Can you reproduce all the records below, changing every "rough mask" to "coarse mask" and keeping everything else the same?
═════ RECORD EXTRACTS
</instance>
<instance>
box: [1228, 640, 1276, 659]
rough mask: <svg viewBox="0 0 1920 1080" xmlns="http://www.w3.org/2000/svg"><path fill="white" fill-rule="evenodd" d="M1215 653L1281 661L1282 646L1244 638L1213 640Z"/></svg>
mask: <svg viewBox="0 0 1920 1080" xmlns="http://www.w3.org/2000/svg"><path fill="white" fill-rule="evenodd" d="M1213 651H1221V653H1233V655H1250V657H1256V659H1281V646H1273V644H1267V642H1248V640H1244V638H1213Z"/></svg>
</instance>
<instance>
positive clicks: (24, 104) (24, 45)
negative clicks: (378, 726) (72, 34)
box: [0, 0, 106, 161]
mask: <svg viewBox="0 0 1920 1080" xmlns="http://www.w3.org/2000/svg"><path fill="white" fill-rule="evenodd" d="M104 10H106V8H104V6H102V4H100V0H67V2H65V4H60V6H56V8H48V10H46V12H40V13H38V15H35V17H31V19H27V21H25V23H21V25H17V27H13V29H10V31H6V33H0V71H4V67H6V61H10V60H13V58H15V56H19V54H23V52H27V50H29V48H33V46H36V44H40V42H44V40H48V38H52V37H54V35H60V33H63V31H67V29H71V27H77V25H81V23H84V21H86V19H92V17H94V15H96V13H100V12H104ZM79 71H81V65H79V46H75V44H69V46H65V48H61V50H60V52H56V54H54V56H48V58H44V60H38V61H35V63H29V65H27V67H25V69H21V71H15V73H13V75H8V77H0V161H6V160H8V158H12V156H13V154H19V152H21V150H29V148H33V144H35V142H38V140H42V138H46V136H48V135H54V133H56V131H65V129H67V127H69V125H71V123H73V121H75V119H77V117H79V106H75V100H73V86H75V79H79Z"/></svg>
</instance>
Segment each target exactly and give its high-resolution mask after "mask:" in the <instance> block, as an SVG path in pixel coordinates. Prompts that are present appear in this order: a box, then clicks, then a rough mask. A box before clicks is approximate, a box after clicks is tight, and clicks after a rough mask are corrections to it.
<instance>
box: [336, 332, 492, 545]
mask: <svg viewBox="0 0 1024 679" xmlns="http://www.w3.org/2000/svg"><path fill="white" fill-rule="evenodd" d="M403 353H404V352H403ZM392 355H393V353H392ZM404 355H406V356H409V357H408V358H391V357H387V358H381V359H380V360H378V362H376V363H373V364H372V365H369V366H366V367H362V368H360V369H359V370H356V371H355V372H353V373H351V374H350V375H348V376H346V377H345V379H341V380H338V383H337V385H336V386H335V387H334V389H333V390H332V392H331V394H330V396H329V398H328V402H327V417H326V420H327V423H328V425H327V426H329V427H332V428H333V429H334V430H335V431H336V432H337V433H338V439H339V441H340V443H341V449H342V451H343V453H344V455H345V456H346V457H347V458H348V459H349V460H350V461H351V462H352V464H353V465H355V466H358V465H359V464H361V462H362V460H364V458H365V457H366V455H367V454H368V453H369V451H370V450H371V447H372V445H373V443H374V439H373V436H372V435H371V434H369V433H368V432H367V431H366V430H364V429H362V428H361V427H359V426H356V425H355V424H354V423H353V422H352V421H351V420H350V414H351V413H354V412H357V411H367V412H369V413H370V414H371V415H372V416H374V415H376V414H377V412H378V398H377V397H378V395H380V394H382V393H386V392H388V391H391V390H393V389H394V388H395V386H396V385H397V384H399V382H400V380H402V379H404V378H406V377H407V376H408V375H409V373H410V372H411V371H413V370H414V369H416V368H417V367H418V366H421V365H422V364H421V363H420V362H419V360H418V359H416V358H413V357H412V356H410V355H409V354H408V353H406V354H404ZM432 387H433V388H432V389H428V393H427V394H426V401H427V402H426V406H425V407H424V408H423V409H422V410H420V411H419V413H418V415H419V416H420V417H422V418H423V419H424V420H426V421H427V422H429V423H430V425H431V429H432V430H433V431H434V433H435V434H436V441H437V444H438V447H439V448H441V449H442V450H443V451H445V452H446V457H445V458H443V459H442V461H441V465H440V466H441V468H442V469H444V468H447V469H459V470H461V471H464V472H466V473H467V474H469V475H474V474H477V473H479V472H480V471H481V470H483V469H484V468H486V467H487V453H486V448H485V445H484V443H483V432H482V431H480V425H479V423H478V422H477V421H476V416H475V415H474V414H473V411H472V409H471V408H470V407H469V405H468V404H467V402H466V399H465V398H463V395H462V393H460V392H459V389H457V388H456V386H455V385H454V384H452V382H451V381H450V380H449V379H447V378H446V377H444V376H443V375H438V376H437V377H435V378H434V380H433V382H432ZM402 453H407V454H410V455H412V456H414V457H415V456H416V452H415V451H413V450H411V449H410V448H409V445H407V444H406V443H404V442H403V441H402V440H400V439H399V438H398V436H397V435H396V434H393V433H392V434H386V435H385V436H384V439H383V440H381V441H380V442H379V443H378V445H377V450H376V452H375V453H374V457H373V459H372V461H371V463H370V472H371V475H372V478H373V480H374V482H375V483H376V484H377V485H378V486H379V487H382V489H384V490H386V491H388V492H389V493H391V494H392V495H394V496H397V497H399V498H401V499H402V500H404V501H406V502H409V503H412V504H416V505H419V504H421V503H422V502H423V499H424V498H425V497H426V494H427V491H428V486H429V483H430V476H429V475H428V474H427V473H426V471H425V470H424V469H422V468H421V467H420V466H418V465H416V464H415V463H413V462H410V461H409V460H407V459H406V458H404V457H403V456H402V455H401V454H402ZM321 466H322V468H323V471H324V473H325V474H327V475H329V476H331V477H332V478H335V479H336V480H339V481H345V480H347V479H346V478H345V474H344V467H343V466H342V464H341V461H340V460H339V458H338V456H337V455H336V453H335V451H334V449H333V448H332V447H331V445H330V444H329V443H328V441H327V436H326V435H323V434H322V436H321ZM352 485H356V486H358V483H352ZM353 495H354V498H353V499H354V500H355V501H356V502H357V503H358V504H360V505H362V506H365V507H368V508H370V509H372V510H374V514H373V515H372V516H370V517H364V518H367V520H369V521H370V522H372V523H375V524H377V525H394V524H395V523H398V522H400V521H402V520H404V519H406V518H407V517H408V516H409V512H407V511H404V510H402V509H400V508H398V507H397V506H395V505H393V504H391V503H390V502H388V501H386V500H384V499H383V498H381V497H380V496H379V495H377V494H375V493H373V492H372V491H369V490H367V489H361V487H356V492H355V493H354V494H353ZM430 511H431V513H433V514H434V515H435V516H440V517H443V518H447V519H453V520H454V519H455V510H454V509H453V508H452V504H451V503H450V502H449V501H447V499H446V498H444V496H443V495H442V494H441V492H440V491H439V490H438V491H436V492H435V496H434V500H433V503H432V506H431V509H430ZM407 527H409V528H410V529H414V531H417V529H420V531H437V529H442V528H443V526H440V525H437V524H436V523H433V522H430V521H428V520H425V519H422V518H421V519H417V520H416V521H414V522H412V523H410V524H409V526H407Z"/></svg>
══════════
» ANSWER SPACE:
</instance>
<instance>
box: [1228, 640, 1276, 659]
coarse mask: <svg viewBox="0 0 1920 1080" xmlns="http://www.w3.org/2000/svg"><path fill="white" fill-rule="evenodd" d="M1215 653L1281 661L1282 646L1244 638L1213 640Z"/></svg>
mask: <svg viewBox="0 0 1920 1080" xmlns="http://www.w3.org/2000/svg"><path fill="white" fill-rule="evenodd" d="M1213 651H1221V653H1233V655H1250V657H1256V659H1281V646H1273V644H1267V642H1248V640H1244V638H1213Z"/></svg>
</instance>
<instance>
positive clicks: (24, 104) (24, 45)
negative clicks: (378, 726) (72, 34)
box: [0, 0, 106, 161]
mask: <svg viewBox="0 0 1920 1080" xmlns="http://www.w3.org/2000/svg"><path fill="white" fill-rule="evenodd" d="M104 10H106V8H104V6H102V4H100V0H67V2H65V4H60V6H56V8H48V10H46V12H40V13H38V15H35V17H31V19H27V21H25V23H21V25H17V27H13V29H10V31H6V33H0V71H4V67H6V61H10V60H13V58H15V56H19V54H23V52H27V50H29V48H33V46H36V44H40V42H44V40H48V38H52V37H54V35H60V33H63V31H67V29H71V27H77V25H81V23H84V21H86V19H92V17H94V15H96V13H100V12H104ZM79 71H81V65H79V46H75V44H69V46H65V48H61V50H60V52H56V54H54V56H48V58H44V60H38V61H35V63H29V65H27V67H25V69H21V71H15V73H13V75H8V77H0V161H6V160H8V158H12V156H13V154H19V152H21V150H29V148H33V144H35V142H38V140H42V138H46V136H48V135H54V133H56V131H65V129H67V127H69V125H71V123H73V121H75V119H77V117H79V106H75V100H73V86H75V79H79Z"/></svg>
</instance>
Segment each target exactly and give its high-resolution mask after "mask:" in the <instance> block, as an SVG path in pixel coordinates. Prompts that are present appear in this order: a box, then clicks, then a coarse mask. A box before clicks is approximate, a box after clicks is tight, and clicks after a coarse mask are corrections to it.
<instance>
box: [336, 332, 492, 545]
mask: <svg viewBox="0 0 1024 679" xmlns="http://www.w3.org/2000/svg"><path fill="white" fill-rule="evenodd" d="M403 353H404V352H403ZM392 355H393V353H392ZM404 355H406V356H409V357H408V358H391V357H387V358H381V359H380V360H378V362H376V363H373V364H372V365H369V366H366V367H362V368H360V369H359V370H356V371H355V372H353V373H351V374H350V375H348V376H346V377H345V379H341V380H338V383H337V385H336V386H335V387H334V389H333V390H332V392H331V394H330V396H329V398H328V402H327V417H326V420H327V423H328V425H327V426H329V427H332V428H333V429H334V430H335V431H336V432H337V433H338V439H339V441H340V443H341V449H342V451H343V453H344V455H345V456H346V457H347V458H348V459H349V460H350V461H351V462H352V464H353V465H355V466H358V465H359V464H361V462H362V460H364V458H365V457H366V455H367V454H368V453H369V451H370V450H371V447H372V445H373V443H374V439H373V436H372V435H371V434H369V433H368V432H367V431H366V430H364V429H362V428H361V427H359V426H356V425H355V424H354V423H353V422H352V421H351V420H350V414H351V413H354V412H357V411H367V412H369V413H370V414H371V415H372V416H374V415H376V414H377V412H378V398H377V397H378V395H380V394H382V393H386V392H388V391H391V390H393V389H394V388H395V386H396V385H397V384H399V382H400V380H402V379H404V378H406V377H407V376H408V375H409V373H410V372H411V371H413V370H414V369H416V368H417V367H418V366H421V365H422V364H421V363H420V362H419V360H418V359H416V358H413V357H412V356H410V355H409V354H408V353H406V354H404ZM432 387H433V388H432V389H428V393H427V394H426V401H427V402H426V406H425V407H424V408H423V409H422V410H420V411H419V413H418V415H419V416H420V417H422V418H423V419H424V420H426V421H427V422H429V423H430V425H431V429H432V430H433V431H434V433H435V434H436V441H437V444H438V447H439V448H441V449H442V450H443V451H445V452H446V457H445V458H443V459H442V461H441V465H440V466H441V468H442V469H444V468H447V469H459V470H461V471H464V472H466V473H467V474H469V475H474V474H477V473H479V472H480V471H481V470H483V469H484V468H486V467H487V453H486V448H485V445H484V443H483V432H482V431H480V425H479V423H478V422H477V421H476V416H475V415H474V414H473V411H472V409H471V408H470V407H469V405H468V404H467V402H466V399H465V398H463V395H462V393H460V392H459V389H457V388H456V386H455V385H454V384H452V382H451V381H450V380H449V379H447V378H446V377H444V376H443V375H438V376H437V377H435V378H434V380H433V382H432ZM402 453H407V454H410V455H412V456H414V457H415V456H416V452H415V451H413V450H411V449H410V448H409V445H407V444H406V443H404V442H403V441H402V440H400V439H399V438H398V436H397V435H396V434H393V433H392V434H386V435H385V436H384V439H383V440H381V441H380V442H379V443H378V445H377V450H376V452H375V453H374V457H373V459H372V461H371V463H370V472H371V475H372V478H373V480H374V482H375V483H376V484H377V485H378V486H379V487H382V489H384V490H386V491H388V492H389V493H391V494H392V495H394V496H397V497H399V498H401V499H402V500H404V501H406V502H409V503H412V504H416V505H419V504H421V503H422V502H423V499H424V498H425V497H426V494H427V491H428V486H429V483H430V476H429V475H428V474H427V473H426V471H425V470H424V469H422V468H421V467H420V466H418V465H416V464H415V463H413V462H410V461H409V460H407V459H406V458H404V457H403V456H402V455H401V454H402ZM321 466H322V468H323V471H324V473H325V474H327V475H329V476H331V477H332V478H335V479H336V480H339V481H345V480H347V479H346V478H345V474H344V467H343V466H342V464H341V461H340V460H339V458H338V456H337V455H336V453H335V451H334V449H333V448H332V447H331V445H330V444H329V443H328V441H327V436H326V435H323V434H322V436H321ZM352 485H356V486H358V483H352ZM353 495H354V498H353V499H354V500H355V501H356V502H357V503H358V504H360V505H362V506H365V507H368V508H370V509H372V510H374V514H373V515H372V516H370V517H364V518H367V520H369V521H370V522H372V523H375V524H377V525H394V524H395V523H398V522H400V521H402V520H404V519H406V518H407V517H408V516H409V512H407V511H404V510H402V509H400V508H398V507H397V506H395V505H393V504H391V503H390V502H388V501H386V500H384V499H383V498H381V497H380V496H379V495H377V494H375V493H373V492H372V491H369V490H367V489H361V487H356V492H355V493H354V494H353ZM430 511H431V513H433V514H434V515H435V516H440V517H443V518H447V519H453V520H454V519H455V510H454V509H453V508H452V504H451V503H450V502H449V501H447V499H446V498H444V496H443V495H442V494H441V492H440V491H439V490H438V491H436V492H435V496H434V500H433V503H432V506H431V509H430ZM407 527H409V528H410V529H414V531H417V529H420V531H437V529H442V528H443V526H440V525H437V524H436V523H433V522H430V521H428V520H425V519H422V518H421V519H417V520H416V521H414V522H412V523H410V524H409V526H407Z"/></svg>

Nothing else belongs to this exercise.